REQUIRED ACTIONS>
a) According to the passage on seasonal malaria chemoprevention, how large a drop in simple malaria cases was seen in Chad?
b) Please pick up the malaria chemoprevention passage after its final sentence and carry it forward.

··· GIVEN TEXT

Antimalaria medicines have been administered prophylactically to approximately 175,000 children between three months and five years of age in Koutiala District in southern Mali and in two areas of Moïssala District in Chad, through an intervention known as seasonal malaria chemoprevention (SMC). Children in that age group are among the most vulnerable to death from malaria due to weaker immunity. Preliminary results show more than a two-thirds drop in the number of simple malaria cases in the intervention area in Mali and up to an 86 percent drop in Chad. A significant decrease of cases of severe malaria is also being recorded.

“While we need to continue evaluating the broader impact of SMC, in terms of its overall effect on a population’s health, the initial results of our intervention show a spectacular decrease in the number of malaria cases,” said Dr. Estrella Lasry, a malaria specialist at MSF. “The bottom line is that we are seeing a correlation with our intervention: more than half the beds in the pediatric ward of the hospital in which we work in Mali are empty, something we have never seen in prior years during peak malaria season, when bed occupancy was typically over 100 percent.”

······
··· MATERIAL SUPPLIED

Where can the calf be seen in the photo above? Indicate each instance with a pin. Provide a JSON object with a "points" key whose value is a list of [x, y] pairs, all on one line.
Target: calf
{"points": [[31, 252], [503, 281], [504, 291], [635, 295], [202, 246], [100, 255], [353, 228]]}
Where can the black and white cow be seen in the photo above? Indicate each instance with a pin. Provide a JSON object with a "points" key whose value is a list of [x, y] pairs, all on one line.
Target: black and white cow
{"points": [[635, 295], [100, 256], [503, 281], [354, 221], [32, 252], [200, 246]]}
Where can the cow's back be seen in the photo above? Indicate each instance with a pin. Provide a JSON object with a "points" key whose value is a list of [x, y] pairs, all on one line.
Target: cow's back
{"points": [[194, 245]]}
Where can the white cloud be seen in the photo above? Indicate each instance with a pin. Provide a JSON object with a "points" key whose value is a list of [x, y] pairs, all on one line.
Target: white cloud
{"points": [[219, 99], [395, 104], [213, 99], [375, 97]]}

······
··· MATERIAL SUPPLIED

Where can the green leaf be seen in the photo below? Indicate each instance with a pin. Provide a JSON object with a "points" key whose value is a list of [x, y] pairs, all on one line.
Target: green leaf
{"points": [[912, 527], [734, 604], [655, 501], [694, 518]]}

······
··· MATERIAL SUPPLIED

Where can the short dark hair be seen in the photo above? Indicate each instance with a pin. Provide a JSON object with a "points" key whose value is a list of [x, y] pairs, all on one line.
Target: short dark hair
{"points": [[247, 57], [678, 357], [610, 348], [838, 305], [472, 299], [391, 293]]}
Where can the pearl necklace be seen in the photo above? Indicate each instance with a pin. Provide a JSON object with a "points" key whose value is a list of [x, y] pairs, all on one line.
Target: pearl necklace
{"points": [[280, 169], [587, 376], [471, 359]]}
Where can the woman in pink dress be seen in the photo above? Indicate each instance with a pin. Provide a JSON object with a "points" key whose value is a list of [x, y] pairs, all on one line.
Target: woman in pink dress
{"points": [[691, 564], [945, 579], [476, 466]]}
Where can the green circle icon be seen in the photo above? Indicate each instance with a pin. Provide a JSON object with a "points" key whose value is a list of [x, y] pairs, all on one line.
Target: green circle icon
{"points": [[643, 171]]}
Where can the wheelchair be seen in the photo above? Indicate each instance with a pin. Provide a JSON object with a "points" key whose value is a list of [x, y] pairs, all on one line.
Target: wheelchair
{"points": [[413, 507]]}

······

ANSWERS FOR THE EXERCISE>
a) Up to an 86 percent drop.

b)
The World Health Organization (WHO) recommended SMC in March, 2012, based upon research carried out in multiple countries in the Sahel region of Africa that experience high seasonal malaria. The intervention consists of the intermittent provision of a full course of treatment of an anti-malaria medication during peak malaria season, with the aim of preventing new cases of malaria. Different drugs are used to treat people in the area who test positive for malaria.

The MSF projects were launched in July and will last until October, the period of high malaria transmission, and mark the first time MSF has carried out a large-scale SMC program. Some 165,000 children in Mali and 10,000 in Chad take a total of three tablets of amodiaquine and one of sulphadoxine/pyrimethamine over a three-day period once a month. Children who are ill at the time of a distribution, and who test positive for malaria, receive artemisinin-based treatment and are excluded from that month’s distribution.

The areas in Mali and Chad were tested for resistance to the SMC drugs prior to the initiation of the intervention. No resistance was discovered among the representative sample tested. Further resistance surveys will be conducted periodically in Koutiala and Moïssala .

In Mali, MSF teams observed a 65 percent drop in the number of simple malaria cases in the weeks following the distribution of treatment. Additionally, the number of malaria-associated hospitalizations plummeted from an average 247 per week to 84. In southern Chad, results were equally encouraging; in two health zones in Moïssala, the decrease in the number of simple malaria cases was between 72 percent and 86 percent, compared to cases recorded in the weeks prior to the first SMC distribution.

“This prevention strategy could be an extraordinary public health tool, particularly for protecting children, who account for the vast majority of malaria deaths,” said Dr. Lasry. “We can draw on our projects in Chad and Mali to assess the feasibility of employing this strategy in other contexts.”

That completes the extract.